> Text passage
━━━

Opinion
Civil Action 2:21-cv-00347
09-28-2021
MEMORANDUM OPINION & ORDER
JOSEPH R. GOODWIN, UNITED STATES DISTRICT JUDGE.
Pending before the court is plaintiff Joshua C. Mullins' Motion to Remand Case to Circuit Court of Boone County. [ECF No. 4]. For the reasons contained in the following memorandum opinion, the Motion [ECF No. 4] is DENIED.
I. Procedural Background
Mullins filed this action in the Circuit Court of Boone County on March 16, 2020, against his former employer, Defendant Rish Equipment Company (“Rish”) and former supervisor at Rish, Samuel Coakley. [ECF No. 1, Ex. A]. The single count Complaint alleged that Rish and Coakley wrongfully discharged Mullins from his job in violation of the West Virginia Human Rights Act, W. V. Code § 5-11-9(1). Coakley is a resident of Boone County, West Virginia. On April 14, Rish removed the action to this court. Id. Two days later, Mullins voluntarily dismissed the Complaint. [ECF No. 1, Ex. B]. Mullins then filed an Amended Complaint against Rish and Coakley in state court on April 16, 2020. [ECF No. 1, Ex. C].
The parties proceeded to discovery. Boone County Circuit Judge William S. Thompson entered a scheduling order that set the trial date for March 30, 2021. [ECF No. 5, at 2]. On October 20, 2020, Mullins deposed Coakley. [ECF 1, Ex. E-2].
As the March 2021 trial date approached, Rish states that counsel for both sides negotiated with one another about a deal that would see Coakley dismissed from the suit. In the back of both parties' minds was the fact that Coakley's presence in the litigation as a codefendant defeated federal diversity jurisdiction. Rish states by sworn affidavit of Counsel Brian J. Moore that on March 17, 2021, Mullins' attorney, Mark Atkinson, placed a phone call to Brian J. Moore, counsel for Rish. [ECF No. 1, Ex. F]. During that call, Atkinson informed Moore of his intent to voluntarily dismiss Coakley from the litigation. Id. Moore then drafted a proposed stipulation of the agreed upon dismissal and e-mailed it to Atkinson via his assistant. Id. He included with the attachment the message, “I agree we will not mention during trial that Mr. Coakley was sued.” Id. However, Moore states in his affidavit that before he could file the proposed dismissal notice, Atkinson withdrew his offer in a second phone call, saying that it would be imprudent for him to dismiss Coakley within the 1 year window in which a removal to federal court can take place. [ECF No. 1, Ex. G]. Moore further states that Atkinson offered to put Coakley's dismissal back on the bargaining table, but only if Moore would agree not to remove the case to federal court. Moore memorialized this conversation over email, telling Atkinson that he would not agree to these terms. [ECF No. 1, Ex. H].

━━━

[Position identification records]
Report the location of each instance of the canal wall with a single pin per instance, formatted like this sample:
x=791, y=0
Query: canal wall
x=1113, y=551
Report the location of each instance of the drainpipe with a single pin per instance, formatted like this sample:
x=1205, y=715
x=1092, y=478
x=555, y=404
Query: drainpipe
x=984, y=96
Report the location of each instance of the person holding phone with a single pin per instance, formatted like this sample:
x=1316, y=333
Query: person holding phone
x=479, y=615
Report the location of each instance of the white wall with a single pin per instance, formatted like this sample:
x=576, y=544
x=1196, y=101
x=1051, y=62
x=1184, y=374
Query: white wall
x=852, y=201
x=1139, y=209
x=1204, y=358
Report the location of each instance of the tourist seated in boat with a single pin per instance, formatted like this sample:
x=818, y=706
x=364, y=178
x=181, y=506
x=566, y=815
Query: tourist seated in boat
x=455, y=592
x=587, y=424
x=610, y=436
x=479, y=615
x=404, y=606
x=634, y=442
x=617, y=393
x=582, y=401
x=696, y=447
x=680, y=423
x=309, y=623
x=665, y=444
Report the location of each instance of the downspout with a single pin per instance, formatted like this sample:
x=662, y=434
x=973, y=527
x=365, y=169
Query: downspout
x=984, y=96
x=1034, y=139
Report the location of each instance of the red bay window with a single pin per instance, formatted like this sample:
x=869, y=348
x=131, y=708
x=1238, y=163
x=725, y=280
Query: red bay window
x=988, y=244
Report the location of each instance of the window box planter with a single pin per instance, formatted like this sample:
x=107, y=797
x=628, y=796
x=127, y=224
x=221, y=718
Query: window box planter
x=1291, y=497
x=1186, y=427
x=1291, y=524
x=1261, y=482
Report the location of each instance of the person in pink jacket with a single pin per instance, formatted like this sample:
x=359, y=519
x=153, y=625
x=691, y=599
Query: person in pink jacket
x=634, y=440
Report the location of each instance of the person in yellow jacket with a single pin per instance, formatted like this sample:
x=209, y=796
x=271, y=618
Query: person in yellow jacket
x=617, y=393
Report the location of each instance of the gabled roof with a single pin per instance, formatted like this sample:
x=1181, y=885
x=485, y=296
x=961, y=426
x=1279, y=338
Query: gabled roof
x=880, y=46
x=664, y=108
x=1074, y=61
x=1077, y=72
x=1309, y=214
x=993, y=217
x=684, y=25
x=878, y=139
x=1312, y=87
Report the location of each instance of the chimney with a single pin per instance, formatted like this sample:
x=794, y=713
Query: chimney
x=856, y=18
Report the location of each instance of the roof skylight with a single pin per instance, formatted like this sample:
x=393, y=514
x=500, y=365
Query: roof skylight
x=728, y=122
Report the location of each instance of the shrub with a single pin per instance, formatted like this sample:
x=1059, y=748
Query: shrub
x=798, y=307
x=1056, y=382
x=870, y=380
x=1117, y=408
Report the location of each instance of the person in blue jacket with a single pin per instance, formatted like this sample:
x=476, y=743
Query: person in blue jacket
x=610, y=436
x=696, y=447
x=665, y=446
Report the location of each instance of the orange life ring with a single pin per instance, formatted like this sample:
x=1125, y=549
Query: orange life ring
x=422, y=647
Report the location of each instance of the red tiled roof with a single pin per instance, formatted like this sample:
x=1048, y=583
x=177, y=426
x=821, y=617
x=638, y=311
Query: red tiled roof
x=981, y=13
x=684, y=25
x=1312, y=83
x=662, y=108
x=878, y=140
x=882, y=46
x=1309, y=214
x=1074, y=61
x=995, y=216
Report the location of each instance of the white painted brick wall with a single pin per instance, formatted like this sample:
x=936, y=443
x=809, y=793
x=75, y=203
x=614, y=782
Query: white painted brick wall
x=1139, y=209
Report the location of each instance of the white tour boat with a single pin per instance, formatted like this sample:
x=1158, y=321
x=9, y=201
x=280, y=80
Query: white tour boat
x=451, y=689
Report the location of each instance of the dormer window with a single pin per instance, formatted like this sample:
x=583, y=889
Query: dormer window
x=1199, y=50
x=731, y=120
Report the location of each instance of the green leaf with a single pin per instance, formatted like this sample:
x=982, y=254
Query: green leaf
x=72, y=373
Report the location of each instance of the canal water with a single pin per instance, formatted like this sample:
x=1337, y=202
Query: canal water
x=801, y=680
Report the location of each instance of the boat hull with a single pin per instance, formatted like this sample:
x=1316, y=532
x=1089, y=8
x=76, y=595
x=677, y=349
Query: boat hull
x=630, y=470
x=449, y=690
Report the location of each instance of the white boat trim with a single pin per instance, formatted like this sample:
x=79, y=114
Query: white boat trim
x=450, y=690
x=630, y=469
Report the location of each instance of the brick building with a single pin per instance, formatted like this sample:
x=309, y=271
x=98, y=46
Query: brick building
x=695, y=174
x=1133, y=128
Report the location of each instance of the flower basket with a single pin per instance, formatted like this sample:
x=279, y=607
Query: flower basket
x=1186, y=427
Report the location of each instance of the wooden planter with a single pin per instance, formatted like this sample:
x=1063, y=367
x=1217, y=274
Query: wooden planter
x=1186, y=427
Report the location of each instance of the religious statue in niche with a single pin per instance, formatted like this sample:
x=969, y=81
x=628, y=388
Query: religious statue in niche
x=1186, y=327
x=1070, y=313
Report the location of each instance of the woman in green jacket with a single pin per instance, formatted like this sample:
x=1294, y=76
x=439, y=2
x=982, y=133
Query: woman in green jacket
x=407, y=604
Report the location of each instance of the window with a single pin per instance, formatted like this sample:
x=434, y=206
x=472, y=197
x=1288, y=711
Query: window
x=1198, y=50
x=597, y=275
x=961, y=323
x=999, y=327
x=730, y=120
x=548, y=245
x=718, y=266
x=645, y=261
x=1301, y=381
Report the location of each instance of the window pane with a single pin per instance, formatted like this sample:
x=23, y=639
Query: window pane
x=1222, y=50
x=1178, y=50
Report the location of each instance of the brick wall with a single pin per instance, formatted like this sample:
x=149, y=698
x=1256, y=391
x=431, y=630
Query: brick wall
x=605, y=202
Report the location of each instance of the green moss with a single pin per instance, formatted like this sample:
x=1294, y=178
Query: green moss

━━━

> Directive 1
In the memorandum opinion, reproduce the stretch from "I. Procedural Background" through "No. 1, Ex. C].", replacing each occurrence of "Complaint" with "Petition".
> Directive 2
According to the memorandum opinion, on what date did Mullins depose Coakley?
> Directive 3
Continue the memorandum opinion on the motion to remand from the point where it stops.

> Exercise output 1
I. Procedural Background
Mullins filed this action in the Circuit Court of Boone County on March 16, 2020, against his former employer, Defendant Rish Equipment Company (“Rish”) and former supervisor at Rish, Samuel Coakley. [ECF No. 1, Ex. A]. The single count Petition alleged that Rish and Coakley wrongfully discharged Mullins from his job in violation of the West Virginia Human Rights Act, W. V. Code § 5-11-9(1). Coakley is a resident of Boone County, West Virginia. On April 14, Rish removed the action to this court. Id. Two days later, Mullins voluntarily dismissed the Petition. [ECF No. 1, Ex. B]. Mullins then filed an Amended Petition against Rish and Coakley in state court on April 16, 2020. [ECF No. 1, Ex. C].

> Exercise output 2
October 20, 2020.

> Exercise output 3
Seven days before trial, Mullins moved for a continuance. That motion was granted and Judge Thompson set a new trial date of June 22, 2021. At the June 17, 2021 pre-trial conference, Mullins dismissed Coakley. Rish promptly filed a removal notice the next day.
Mullins now argues that Rish has improperly attempted to remove the case more than one year after its filing, in violation of the bar to removal set forth in 28 U.S.C. § 1447(c)(1). Rish argues that the removal should be considered timely and invokes the bad faith exception to the rule, arguing that Mullins intentionally kept a non-diverse party, Coakley, in the litigation solely to defeat federal jurisdiction. Mullins argues that the bad faith exception is inapplicable because Mullins engaged in substantive litigation against Coakley by deposing him and by arguing against the dismissal of the claims against him at the summary judgment stage. Mullins argues that the joinder of Coakley was purely a matter of litigation strategy and not a bad faith attempt to avoid removal.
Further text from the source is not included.